• [GIVEN INSTRUCTION]
Present the items below as a Markdown table with the columns Row and Line, numbering each item in Row and placing its text in Line. Leave out any blank lines.

• [SOURCE DATA]

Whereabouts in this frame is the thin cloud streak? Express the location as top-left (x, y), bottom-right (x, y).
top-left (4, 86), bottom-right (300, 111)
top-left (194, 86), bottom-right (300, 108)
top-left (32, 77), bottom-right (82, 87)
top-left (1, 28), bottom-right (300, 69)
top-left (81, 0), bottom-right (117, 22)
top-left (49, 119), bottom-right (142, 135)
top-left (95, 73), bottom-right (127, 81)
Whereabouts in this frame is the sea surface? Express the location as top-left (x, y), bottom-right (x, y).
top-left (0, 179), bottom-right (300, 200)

• [TASK RESPONSE]
| Row | Line |
|---|---|
| 1 | Whereabouts in this frame is the thin cloud streak? Express the location as top-left (x, y), bottom-right (x, y). |
| 2 | top-left (4, 86), bottom-right (300, 111) |
| 3 | top-left (194, 86), bottom-right (300, 108) |
| 4 | top-left (32, 77), bottom-right (82, 87) |
| 5 | top-left (1, 28), bottom-right (300, 69) |
| 6 | top-left (81, 0), bottom-right (117, 22) |
| 7 | top-left (49, 119), bottom-right (142, 135) |
| 8 | top-left (95, 73), bottom-right (127, 81) |
| 9 | Whereabouts in this frame is the sea surface? Express the location as top-left (x, y), bottom-right (x, y). |
| 10 | top-left (0, 179), bottom-right (300, 200) |